:: EXERCISE TASK ::
Print the records again line for line, starting at the line that contains "of the **pile" and stopping at the end of the records. Omit the pictures from your answer.

(Entries taken from a collection)
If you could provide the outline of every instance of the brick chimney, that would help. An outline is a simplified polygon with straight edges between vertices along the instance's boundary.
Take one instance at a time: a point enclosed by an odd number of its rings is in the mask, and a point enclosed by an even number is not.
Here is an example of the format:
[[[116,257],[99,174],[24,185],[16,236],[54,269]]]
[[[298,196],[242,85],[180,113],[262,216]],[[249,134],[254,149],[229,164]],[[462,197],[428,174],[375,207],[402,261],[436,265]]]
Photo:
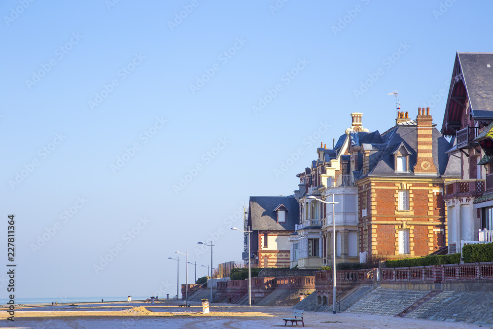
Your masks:
[[[408,112],[397,112],[397,118],[395,119],[395,124],[397,125],[401,122],[408,121],[411,119],[409,118]]]
[[[414,173],[436,175],[436,167],[433,163],[433,126],[430,108],[418,109],[416,123],[418,125],[418,149]]]

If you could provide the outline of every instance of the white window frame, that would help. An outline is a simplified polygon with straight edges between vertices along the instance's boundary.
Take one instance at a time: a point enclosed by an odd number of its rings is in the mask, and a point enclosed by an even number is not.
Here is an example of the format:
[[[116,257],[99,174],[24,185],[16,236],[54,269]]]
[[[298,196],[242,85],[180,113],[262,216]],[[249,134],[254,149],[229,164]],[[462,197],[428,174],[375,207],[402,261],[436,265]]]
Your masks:
[[[399,254],[406,255],[411,253],[409,243],[409,230],[399,230]]]
[[[286,211],[278,211],[278,221],[280,223],[283,223],[286,221]]]
[[[409,210],[409,190],[400,189],[397,194],[397,210]]]
[[[398,173],[407,173],[407,156],[406,155],[397,155],[396,157],[397,172]]]

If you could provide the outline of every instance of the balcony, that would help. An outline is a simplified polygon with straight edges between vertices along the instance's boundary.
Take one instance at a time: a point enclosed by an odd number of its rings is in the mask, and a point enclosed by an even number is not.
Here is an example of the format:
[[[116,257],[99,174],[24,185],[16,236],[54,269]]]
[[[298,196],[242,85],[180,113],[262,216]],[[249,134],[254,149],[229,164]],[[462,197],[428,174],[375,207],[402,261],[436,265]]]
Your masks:
[[[310,195],[317,195],[319,194],[318,192],[318,186],[311,186],[308,187],[308,194]]]
[[[487,181],[488,180],[487,175]],[[493,176],[491,177],[493,183]],[[452,198],[478,197],[483,195],[485,191],[485,180],[461,180],[454,181],[445,185],[445,199]],[[487,185],[486,190],[488,190]],[[493,191],[492,184],[492,191]]]
[[[477,127],[468,127],[457,131],[457,147],[464,148],[464,146],[477,145],[474,141],[478,136]]]
[[[329,177],[327,181],[327,184],[332,187],[356,186],[354,179],[350,175],[339,175]]]
[[[493,192],[493,174],[486,175],[486,191]]]
[[[319,228],[322,227],[322,222],[320,219],[308,219],[304,221],[301,224],[296,224],[294,225],[294,229],[297,231],[305,227],[318,226]]]

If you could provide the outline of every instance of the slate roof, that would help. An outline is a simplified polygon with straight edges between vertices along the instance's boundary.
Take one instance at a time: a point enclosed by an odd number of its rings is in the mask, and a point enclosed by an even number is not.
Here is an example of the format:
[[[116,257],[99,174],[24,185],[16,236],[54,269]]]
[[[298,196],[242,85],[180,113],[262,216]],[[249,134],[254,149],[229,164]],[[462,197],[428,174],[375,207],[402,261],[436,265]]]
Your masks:
[[[493,53],[457,53],[442,126],[444,135],[454,136],[455,129],[460,127],[463,107],[459,103],[464,104],[465,97],[474,119],[493,119]]]
[[[410,120],[395,126],[380,135],[378,131],[368,134],[360,142],[365,149],[371,149],[369,156],[369,171],[365,175],[361,175],[362,161],[358,162],[359,168],[353,172],[356,179],[369,176],[413,177],[412,169],[416,164],[416,150],[418,148],[417,126]],[[459,159],[449,157],[445,151],[453,146],[443,138],[436,128],[432,128],[433,164],[437,168],[437,175],[446,174],[449,176],[460,176]],[[365,144],[363,145],[363,144]],[[409,171],[396,173],[394,169],[394,152],[398,146],[405,146],[409,151]],[[370,148],[371,146],[371,148]],[[449,162],[450,162],[449,164]],[[457,166],[458,164],[459,165]],[[448,164],[450,166],[448,167]]]
[[[282,204],[287,209],[286,221],[278,223],[274,210]],[[253,230],[294,231],[299,223],[299,205],[294,195],[289,196],[250,196],[248,224]]]

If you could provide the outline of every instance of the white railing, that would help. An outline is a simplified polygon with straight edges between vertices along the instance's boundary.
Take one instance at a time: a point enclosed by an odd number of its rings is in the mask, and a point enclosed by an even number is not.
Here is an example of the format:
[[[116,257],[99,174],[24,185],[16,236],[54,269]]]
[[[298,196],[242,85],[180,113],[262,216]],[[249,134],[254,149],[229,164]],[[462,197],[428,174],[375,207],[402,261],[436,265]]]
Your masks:
[[[320,226],[321,225],[321,221],[319,219],[309,219],[305,220],[301,224],[295,224],[294,225],[294,230],[297,231],[299,229],[301,229],[308,226]]]
[[[329,178],[330,182],[327,180],[327,184],[332,187],[356,186],[354,179],[350,175],[339,175]]]
[[[478,232],[478,240],[484,242],[493,242],[493,230],[485,229],[479,230]]]
[[[462,251],[464,246],[467,245],[476,245],[478,243],[486,243],[485,241],[464,241],[463,240],[460,240],[460,258],[464,258]]]

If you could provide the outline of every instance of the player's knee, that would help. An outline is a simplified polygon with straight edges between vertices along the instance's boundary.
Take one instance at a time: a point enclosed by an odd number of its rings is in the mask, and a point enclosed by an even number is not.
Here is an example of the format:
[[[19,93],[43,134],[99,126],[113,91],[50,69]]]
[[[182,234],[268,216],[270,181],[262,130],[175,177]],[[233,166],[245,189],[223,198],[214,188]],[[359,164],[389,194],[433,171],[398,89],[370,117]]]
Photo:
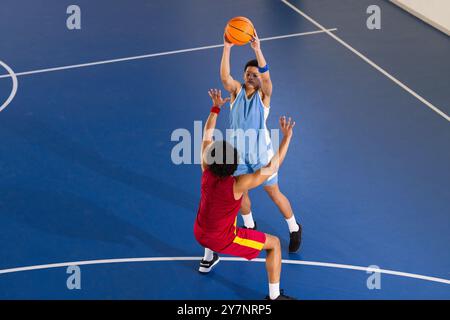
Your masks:
[[[242,211],[248,213],[251,211],[251,207],[252,207],[252,202],[250,201],[250,197],[248,196],[247,193],[244,193],[244,195],[242,197],[242,203],[241,203]]]
[[[267,194],[273,202],[278,203],[281,201],[283,194],[278,189],[266,189]]]
[[[280,239],[271,234],[266,235],[266,248],[267,250],[280,250]]]

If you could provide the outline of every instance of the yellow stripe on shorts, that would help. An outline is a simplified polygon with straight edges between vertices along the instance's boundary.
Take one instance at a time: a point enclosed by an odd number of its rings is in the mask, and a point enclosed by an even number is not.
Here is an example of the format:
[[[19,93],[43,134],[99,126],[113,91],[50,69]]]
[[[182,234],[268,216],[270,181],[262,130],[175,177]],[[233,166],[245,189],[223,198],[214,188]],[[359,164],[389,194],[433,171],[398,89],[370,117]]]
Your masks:
[[[242,239],[236,236],[236,238],[234,238],[233,240],[234,243],[237,243],[241,246],[244,247],[249,247],[252,249],[256,249],[256,250],[262,250],[262,248],[264,247],[264,243],[255,241],[255,240],[250,240],[250,239]]]

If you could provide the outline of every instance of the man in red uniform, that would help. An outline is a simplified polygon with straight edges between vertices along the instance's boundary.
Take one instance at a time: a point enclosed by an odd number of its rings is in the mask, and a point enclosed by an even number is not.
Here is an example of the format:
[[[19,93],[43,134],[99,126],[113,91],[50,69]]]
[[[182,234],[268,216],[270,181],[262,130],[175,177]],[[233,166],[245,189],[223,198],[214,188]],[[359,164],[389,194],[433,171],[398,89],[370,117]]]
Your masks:
[[[241,207],[242,195],[256,188],[278,171],[292,137],[295,122],[280,118],[283,140],[270,163],[251,174],[234,177],[238,165],[237,150],[226,141],[213,141],[212,133],[220,108],[229,101],[222,99],[221,91],[209,91],[213,107],[205,124],[202,142],[201,200],[194,224],[197,241],[205,247],[205,256],[199,272],[208,273],[219,262],[218,253],[256,258],[266,250],[266,270],[269,278],[269,296],[272,300],[291,300],[280,291],[281,247],[280,240],[263,232],[238,228],[236,219]]]

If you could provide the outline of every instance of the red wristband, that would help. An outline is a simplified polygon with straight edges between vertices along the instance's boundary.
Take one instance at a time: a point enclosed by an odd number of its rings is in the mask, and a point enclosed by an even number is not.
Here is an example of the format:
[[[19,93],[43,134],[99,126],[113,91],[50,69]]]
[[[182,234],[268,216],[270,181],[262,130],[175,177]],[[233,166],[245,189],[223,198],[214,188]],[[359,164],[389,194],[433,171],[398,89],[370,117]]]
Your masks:
[[[217,113],[217,114],[219,114],[219,113],[220,113],[220,108],[217,107],[217,106],[213,106],[213,107],[211,108],[211,112],[212,112],[212,113]]]

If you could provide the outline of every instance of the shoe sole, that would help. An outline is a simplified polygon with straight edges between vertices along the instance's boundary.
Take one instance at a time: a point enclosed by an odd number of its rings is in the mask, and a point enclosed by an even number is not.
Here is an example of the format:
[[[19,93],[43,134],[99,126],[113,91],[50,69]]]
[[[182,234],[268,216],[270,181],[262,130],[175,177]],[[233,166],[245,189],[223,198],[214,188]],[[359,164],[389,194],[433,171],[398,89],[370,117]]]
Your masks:
[[[198,268],[198,272],[200,272],[201,274],[208,274],[208,273],[212,270],[212,268],[213,268],[216,264],[219,263],[219,261],[220,261],[220,258],[218,258],[218,259],[216,260],[216,262],[214,262],[209,268],[205,268],[205,267],[200,267],[200,268]]]

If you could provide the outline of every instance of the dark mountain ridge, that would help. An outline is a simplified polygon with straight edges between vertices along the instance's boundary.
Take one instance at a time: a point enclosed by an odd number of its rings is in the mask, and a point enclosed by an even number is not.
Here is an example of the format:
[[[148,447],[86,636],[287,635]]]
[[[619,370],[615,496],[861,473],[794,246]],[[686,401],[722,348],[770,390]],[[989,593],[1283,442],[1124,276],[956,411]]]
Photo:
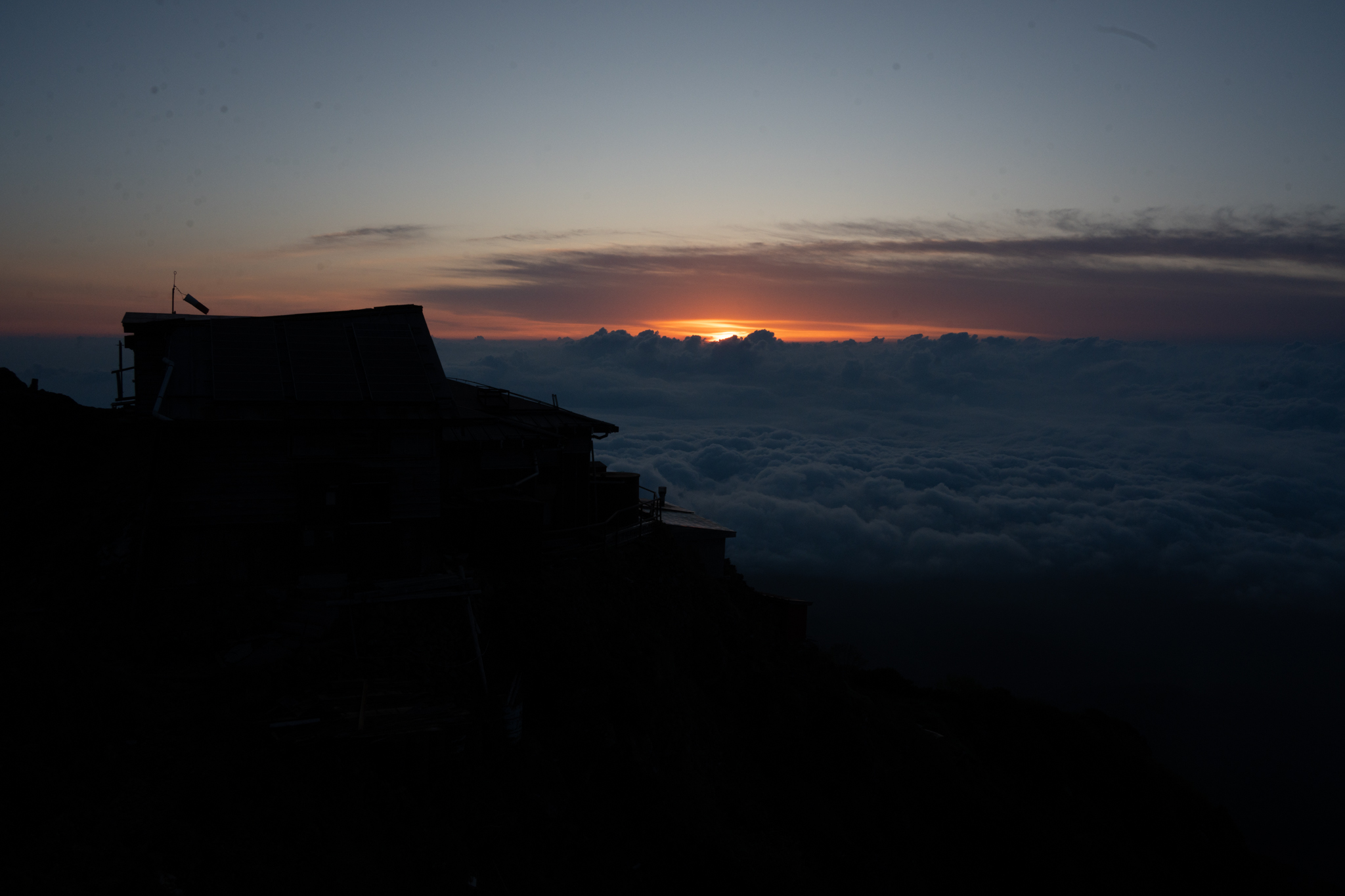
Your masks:
[[[171,424],[0,379],[24,889],[1309,888],[1124,723],[823,656],[659,532],[486,541],[463,559],[472,623],[451,602],[321,615],[293,588],[155,578],[128,521],[144,477],[191,476]],[[351,637],[393,664],[375,690],[443,680],[455,720],[362,736],[366,676],[358,723],[277,728]]]

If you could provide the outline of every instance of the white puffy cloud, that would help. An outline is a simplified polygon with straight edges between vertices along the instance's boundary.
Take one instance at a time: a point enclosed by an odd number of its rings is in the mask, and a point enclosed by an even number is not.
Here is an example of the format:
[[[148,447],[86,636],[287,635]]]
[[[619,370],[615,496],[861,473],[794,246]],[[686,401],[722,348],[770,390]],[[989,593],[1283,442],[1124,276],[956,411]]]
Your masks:
[[[1345,347],[948,334],[440,344],[617,423],[599,458],[738,531],[746,568],[1345,586]]]

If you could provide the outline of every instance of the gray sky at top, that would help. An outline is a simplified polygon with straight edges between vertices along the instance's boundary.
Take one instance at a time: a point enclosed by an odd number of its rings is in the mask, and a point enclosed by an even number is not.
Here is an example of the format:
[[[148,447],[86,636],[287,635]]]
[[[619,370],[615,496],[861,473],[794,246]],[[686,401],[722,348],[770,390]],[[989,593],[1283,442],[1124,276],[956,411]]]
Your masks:
[[[149,0],[4,24],[11,277],[399,226],[426,230],[347,242],[1345,200],[1341,4]]]

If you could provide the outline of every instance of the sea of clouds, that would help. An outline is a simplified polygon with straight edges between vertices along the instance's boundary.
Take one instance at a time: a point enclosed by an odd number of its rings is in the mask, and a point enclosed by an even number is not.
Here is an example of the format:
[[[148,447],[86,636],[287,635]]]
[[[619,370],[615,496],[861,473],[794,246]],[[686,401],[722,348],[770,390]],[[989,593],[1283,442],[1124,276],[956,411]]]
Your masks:
[[[449,376],[620,426],[599,459],[734,528],[745,571],[1345,591],[1342,344],[599,330],[437,345]],[[116,339],[0,348],[43,388],[114,396]]]
[[[748,571],[1345,586],[1345,345],[599,330],[438,348],[449,376],[617,423],[599,459],[734,528]]]

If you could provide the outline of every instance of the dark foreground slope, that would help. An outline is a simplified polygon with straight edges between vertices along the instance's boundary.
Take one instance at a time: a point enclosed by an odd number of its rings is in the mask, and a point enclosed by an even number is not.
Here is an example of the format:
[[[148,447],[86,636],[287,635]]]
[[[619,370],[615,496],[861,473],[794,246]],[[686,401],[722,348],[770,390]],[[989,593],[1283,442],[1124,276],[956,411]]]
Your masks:
[[[12,391],[5,415],[28,892],[1290,885],[1126,724],[837,665],[659,537],[473,557],[491,692],[465,699],[460,729],[277,740],[268,713],[340,625],[226,662],[293,606],[241,582],[145,584],[130,473],[190,465],[155,457],[143,422],[56,396]],[[408,657],[460,625],[399,606],[387,637]],[[515,681],[516,742],[499,724]]]

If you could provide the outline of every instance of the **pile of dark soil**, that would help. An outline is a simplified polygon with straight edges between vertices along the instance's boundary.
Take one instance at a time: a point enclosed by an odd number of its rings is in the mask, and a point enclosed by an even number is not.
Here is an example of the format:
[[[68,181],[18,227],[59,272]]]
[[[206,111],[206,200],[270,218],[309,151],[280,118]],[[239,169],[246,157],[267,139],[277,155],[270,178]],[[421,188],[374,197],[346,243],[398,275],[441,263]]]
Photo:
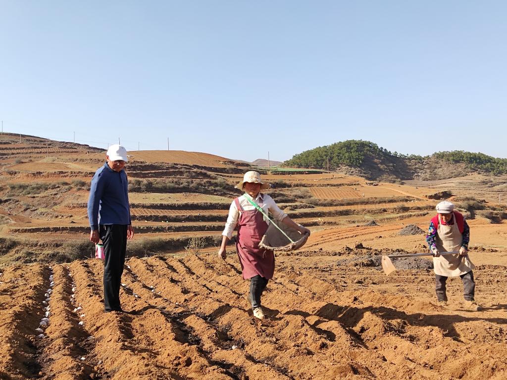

:: RESPONSE TO THE TASK ::
If you could provide the outline of every instance of the **pile of dark soil**, that would help. An outline is a simplified polygon with straight edges between vertices along the instance's boundary.
Take one instance at a time: a point enclosed by an odd number of its rings is in the mask, and a point enclosed by an even number is not.
Here is an example of the format:
[[[68,181],[18,227],[59,272]]]
[[[206,111],[206,200],[270,218],[309,151],[280,118]],[[239,169],[246,157],[267,139],[277,155],[270,178]],[[421,188],[374,197],[346,243],[398,275],[441,263]]]
Photo:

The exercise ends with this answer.